* PROBLEM DESCRIPTION
Copy the gratitude reflection from "I’d be remiss" to "of self preservation.", substituting "frightening" for "scary".
## begin QUOTED PASSAGE
I’d be remiss if I failed to acknowledge the four legged creatures with whom I share a home. Jeter and Rocco provide a steady joy that far outweighs the responsibilities of pet ownership. They are loved.

We’re living in uncertain times with the MAGA threat hanging over all of our heads,* and wars being waged in both Ukraine and Palestine. The world feels like a scary place and it is tempting to shut down and disconnect as a means of self preservation.

I’m working to not do that, a goal easier to achieve when there are kind people all around me. Case in point, this morning’s walk, which was a sodden one as seemingly a month’s worth of rain has fallen in the past few days. Jeter and I rounded the corner to make our way home and a car pulled up next to us, passenger window rolling down as the driver extended an umbrella towards me. “Please take it,” he said.

So I did.

Today, I’ll think about that unknown neighbor, who offered me the gift of shelter. I’ll remember loved ones who are no longer on this earth with whom I shared previous holidays and I’ll glaze the cake that I baked yesterday which will be shared later this afternoon with friends. And I will be thankful.

*unless, of course, you’re a white hetero without connection or care for folks who are BIPOC or LGBTQ+ or immigrants. Honestly, though, I can’t imagine that many of those people stick around here for very long.
## end QUOTED PASSAGE
## begin INFORMATION GIVEN
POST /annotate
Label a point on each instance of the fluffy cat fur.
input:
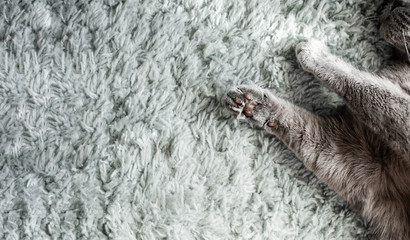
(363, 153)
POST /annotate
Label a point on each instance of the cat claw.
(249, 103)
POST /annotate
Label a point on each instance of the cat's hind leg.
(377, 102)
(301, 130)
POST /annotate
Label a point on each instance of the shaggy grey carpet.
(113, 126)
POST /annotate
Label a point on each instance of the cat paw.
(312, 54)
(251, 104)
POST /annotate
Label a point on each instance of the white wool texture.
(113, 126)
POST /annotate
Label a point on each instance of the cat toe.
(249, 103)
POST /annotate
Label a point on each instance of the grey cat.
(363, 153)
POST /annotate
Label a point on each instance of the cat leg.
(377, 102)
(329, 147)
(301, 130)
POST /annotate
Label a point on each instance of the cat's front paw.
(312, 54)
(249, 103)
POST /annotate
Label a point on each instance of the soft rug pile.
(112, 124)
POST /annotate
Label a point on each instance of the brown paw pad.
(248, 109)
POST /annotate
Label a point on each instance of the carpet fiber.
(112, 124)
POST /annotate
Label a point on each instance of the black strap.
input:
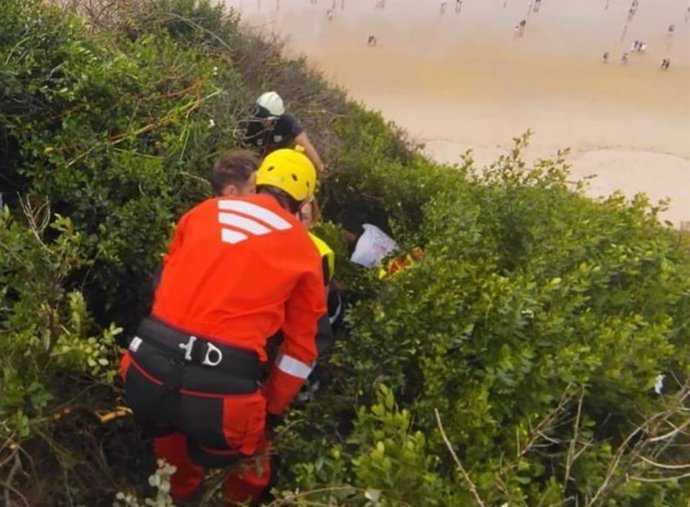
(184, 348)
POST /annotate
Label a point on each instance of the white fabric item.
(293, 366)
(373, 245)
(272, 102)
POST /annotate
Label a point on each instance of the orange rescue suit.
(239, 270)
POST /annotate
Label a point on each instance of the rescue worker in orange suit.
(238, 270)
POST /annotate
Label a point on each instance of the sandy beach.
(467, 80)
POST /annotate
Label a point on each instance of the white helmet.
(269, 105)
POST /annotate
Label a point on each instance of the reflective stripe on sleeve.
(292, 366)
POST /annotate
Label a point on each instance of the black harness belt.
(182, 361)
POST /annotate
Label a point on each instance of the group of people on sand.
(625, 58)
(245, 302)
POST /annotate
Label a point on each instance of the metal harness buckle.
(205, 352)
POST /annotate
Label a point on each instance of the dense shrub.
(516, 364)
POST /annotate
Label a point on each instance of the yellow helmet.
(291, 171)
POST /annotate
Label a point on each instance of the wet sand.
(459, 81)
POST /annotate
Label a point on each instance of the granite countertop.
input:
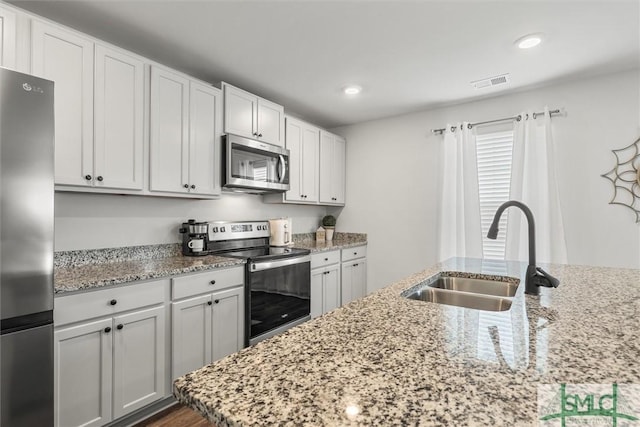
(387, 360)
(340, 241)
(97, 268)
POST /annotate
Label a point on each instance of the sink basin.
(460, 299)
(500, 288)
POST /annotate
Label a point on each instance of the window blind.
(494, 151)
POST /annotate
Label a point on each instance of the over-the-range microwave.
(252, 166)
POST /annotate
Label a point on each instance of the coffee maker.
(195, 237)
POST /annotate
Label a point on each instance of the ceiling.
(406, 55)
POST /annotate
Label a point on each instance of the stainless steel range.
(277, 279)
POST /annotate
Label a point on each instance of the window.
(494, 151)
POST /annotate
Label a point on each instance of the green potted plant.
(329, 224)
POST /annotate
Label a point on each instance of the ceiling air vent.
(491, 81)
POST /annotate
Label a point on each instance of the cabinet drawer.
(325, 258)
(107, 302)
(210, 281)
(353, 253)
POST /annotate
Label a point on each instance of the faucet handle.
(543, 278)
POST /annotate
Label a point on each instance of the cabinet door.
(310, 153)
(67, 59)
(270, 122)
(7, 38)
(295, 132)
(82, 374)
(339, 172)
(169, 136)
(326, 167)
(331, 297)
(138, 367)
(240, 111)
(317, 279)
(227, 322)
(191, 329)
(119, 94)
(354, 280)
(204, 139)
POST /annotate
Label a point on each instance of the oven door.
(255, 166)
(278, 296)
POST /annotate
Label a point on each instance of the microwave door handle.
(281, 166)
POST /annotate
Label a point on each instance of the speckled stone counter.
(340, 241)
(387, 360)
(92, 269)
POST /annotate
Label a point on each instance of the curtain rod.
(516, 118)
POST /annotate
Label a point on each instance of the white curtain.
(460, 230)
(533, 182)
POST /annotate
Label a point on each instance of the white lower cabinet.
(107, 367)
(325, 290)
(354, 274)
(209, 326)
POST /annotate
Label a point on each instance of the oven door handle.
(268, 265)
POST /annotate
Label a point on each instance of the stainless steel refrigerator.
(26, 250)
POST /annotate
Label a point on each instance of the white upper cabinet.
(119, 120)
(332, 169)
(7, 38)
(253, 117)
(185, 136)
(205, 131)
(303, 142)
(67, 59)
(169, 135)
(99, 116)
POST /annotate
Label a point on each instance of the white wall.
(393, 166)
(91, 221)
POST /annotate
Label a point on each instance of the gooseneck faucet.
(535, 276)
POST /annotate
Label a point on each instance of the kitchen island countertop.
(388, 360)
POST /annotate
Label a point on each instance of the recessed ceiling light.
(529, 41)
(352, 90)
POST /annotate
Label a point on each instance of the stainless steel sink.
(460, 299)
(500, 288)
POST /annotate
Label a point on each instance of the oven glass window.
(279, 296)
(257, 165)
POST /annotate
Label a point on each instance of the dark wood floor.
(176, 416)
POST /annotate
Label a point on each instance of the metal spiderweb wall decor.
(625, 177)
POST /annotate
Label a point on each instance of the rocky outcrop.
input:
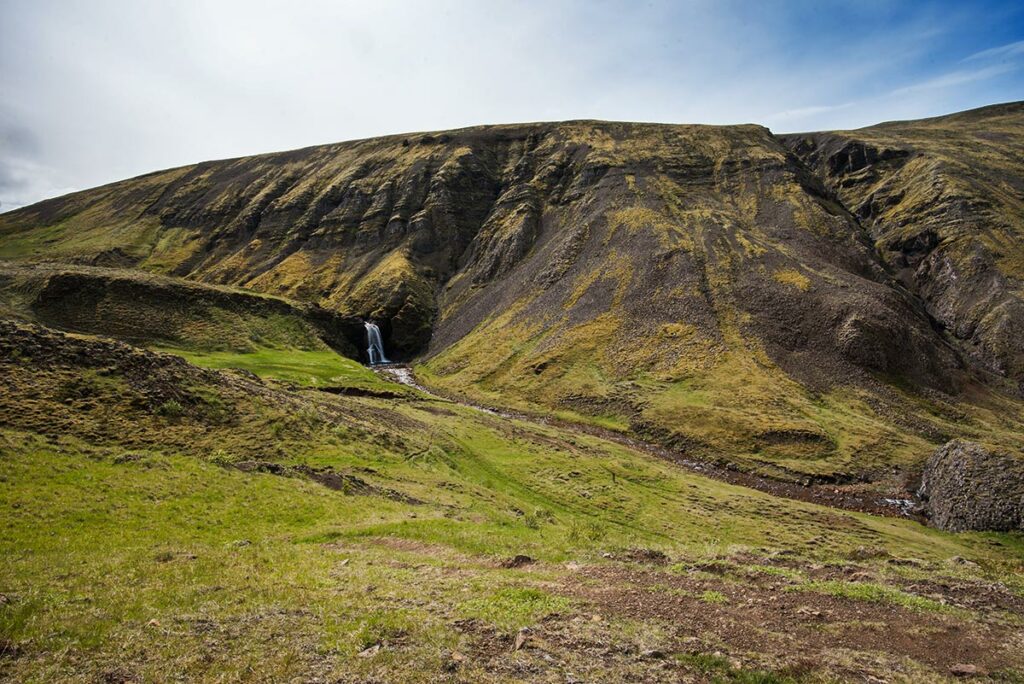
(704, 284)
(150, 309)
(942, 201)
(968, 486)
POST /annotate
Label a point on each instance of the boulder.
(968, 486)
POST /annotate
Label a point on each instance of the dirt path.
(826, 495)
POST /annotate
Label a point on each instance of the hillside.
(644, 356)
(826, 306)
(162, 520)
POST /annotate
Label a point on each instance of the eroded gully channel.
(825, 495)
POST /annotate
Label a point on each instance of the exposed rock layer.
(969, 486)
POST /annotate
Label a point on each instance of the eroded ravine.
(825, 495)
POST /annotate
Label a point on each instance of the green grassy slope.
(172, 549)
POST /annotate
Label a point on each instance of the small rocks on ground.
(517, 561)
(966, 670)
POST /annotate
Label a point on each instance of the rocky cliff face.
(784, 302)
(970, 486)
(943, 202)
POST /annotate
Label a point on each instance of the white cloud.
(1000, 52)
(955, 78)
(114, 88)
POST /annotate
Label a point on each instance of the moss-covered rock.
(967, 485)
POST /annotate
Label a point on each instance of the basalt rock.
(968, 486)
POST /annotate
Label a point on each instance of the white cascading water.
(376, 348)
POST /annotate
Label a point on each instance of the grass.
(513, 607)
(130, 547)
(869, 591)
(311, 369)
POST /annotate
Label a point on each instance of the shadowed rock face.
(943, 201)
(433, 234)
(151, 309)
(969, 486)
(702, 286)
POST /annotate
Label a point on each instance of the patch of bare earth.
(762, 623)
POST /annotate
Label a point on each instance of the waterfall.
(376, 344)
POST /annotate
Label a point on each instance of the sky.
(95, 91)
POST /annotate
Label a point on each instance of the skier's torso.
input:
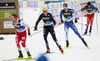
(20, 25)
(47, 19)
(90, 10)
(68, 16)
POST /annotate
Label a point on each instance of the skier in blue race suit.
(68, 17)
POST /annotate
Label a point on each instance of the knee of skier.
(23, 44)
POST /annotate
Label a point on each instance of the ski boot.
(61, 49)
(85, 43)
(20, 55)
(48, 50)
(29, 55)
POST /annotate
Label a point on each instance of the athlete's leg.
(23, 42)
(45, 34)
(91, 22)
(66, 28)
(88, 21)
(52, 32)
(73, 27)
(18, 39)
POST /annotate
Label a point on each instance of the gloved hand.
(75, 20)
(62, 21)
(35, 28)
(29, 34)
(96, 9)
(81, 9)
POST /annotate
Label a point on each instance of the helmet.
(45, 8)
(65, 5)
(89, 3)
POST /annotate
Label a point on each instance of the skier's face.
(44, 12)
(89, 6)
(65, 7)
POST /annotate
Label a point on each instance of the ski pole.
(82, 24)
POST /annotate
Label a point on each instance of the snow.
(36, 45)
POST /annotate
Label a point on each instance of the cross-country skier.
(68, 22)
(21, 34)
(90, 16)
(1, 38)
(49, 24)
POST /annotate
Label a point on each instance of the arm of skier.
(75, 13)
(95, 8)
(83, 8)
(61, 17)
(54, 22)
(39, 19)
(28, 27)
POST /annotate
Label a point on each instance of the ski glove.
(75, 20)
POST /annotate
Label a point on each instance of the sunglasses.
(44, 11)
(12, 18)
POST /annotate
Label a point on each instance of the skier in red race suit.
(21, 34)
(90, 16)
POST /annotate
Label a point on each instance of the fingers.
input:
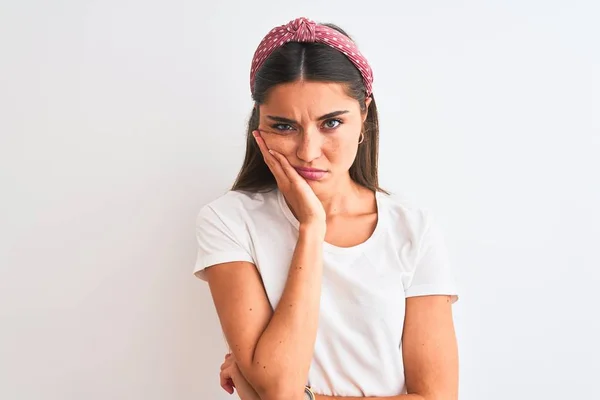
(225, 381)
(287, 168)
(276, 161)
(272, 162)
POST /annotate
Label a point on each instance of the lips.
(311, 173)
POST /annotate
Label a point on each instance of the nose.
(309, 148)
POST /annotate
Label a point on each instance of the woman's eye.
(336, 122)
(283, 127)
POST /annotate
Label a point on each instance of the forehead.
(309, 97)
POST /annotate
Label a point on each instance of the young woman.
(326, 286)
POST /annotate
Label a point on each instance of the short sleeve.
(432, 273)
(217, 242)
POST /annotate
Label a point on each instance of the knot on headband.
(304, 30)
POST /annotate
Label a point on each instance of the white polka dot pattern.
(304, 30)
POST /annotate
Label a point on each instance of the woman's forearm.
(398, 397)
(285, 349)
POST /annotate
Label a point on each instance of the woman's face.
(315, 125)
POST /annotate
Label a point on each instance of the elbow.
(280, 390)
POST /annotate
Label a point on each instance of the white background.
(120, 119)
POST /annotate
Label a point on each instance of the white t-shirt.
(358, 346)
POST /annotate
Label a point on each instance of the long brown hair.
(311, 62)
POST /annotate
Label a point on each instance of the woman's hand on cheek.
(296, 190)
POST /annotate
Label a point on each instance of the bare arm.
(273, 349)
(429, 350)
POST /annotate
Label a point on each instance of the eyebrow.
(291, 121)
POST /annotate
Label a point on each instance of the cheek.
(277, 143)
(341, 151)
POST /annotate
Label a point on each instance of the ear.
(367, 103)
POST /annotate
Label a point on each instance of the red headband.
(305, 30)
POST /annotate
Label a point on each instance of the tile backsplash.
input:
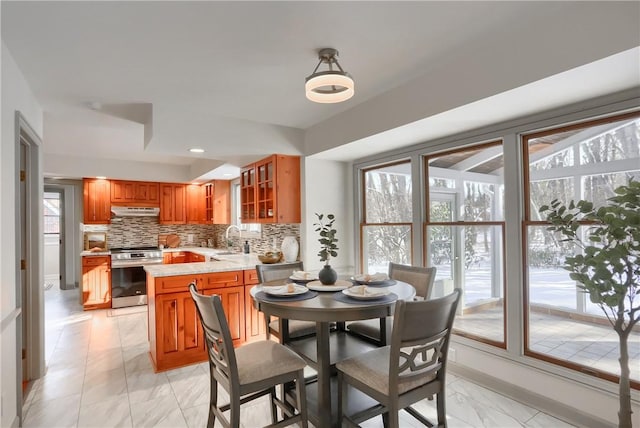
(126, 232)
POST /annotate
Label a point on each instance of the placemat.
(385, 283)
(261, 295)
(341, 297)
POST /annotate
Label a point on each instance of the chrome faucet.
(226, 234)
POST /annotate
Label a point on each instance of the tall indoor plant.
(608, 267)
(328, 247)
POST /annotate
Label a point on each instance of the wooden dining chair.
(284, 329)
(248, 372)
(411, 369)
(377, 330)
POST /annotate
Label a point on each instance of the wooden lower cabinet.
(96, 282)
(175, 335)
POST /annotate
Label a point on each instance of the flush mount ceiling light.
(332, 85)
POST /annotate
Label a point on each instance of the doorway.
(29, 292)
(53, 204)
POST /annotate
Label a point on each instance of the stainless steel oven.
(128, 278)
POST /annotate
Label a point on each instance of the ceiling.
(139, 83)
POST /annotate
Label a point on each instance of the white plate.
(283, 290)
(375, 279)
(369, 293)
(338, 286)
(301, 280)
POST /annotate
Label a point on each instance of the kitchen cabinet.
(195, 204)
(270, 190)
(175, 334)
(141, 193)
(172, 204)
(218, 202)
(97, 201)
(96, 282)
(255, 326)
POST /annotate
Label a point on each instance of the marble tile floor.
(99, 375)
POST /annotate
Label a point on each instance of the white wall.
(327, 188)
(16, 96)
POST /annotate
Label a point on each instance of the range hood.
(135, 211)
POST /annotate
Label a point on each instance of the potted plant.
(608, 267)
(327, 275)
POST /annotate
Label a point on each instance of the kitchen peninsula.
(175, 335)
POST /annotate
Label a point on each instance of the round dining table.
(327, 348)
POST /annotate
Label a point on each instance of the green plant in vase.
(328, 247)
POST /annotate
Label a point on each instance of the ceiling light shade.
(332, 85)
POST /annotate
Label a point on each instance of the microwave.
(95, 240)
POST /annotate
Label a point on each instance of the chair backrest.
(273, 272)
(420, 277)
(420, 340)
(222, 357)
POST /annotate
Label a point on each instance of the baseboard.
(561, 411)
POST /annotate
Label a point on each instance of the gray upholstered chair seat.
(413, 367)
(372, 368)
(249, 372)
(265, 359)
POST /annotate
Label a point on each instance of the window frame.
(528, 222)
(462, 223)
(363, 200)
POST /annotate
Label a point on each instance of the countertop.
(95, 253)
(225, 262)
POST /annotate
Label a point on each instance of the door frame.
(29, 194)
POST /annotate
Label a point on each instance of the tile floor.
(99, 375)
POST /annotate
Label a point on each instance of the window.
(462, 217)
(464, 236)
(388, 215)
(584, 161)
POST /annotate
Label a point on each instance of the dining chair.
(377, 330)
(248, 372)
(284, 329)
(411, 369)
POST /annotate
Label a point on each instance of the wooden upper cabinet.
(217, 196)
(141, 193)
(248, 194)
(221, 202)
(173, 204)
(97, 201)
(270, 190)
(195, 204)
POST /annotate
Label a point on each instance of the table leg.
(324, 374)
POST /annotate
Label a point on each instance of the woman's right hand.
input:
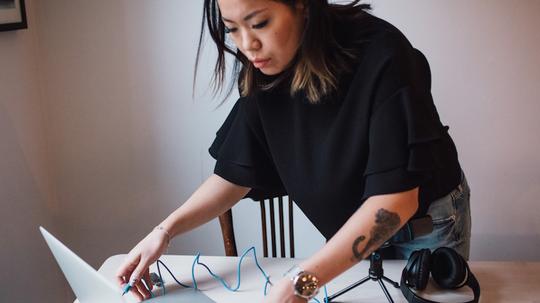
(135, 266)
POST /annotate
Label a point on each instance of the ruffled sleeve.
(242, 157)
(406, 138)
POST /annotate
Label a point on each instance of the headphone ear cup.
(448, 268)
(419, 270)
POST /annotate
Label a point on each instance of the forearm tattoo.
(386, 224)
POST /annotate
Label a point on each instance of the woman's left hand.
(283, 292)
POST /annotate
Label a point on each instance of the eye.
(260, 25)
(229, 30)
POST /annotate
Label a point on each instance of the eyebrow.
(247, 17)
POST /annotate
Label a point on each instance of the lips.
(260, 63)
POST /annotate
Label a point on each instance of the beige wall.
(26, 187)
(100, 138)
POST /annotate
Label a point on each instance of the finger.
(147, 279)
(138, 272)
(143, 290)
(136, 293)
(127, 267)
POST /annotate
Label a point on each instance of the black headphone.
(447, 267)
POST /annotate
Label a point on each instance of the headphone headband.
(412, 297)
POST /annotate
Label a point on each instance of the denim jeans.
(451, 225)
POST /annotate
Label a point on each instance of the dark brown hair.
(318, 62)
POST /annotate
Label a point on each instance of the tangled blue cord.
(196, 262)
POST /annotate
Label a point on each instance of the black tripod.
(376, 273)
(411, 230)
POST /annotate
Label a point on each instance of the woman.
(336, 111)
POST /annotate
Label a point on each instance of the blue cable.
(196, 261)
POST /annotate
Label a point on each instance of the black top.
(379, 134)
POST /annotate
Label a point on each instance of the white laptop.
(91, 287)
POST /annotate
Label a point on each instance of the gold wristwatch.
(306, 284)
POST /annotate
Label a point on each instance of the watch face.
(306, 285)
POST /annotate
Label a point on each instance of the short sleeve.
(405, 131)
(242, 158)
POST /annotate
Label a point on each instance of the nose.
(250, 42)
## end INFORMATION GIVEN
* EXERCISE RESULT
I’d be remiss if I failed to acknowledge the four legged creatures with whom I share a home. Jeter and Rocco provide a steady joy that far outweighs the responsibilities of pet ownership. They are loved.

We’re living in uncertain times with the MAGA threat hanging over all of our heads,* and wars being waged in both Ukraine and Palestine. The world feels like a frightening place and it is tempting to shut down and disconnect as a means of self preservation.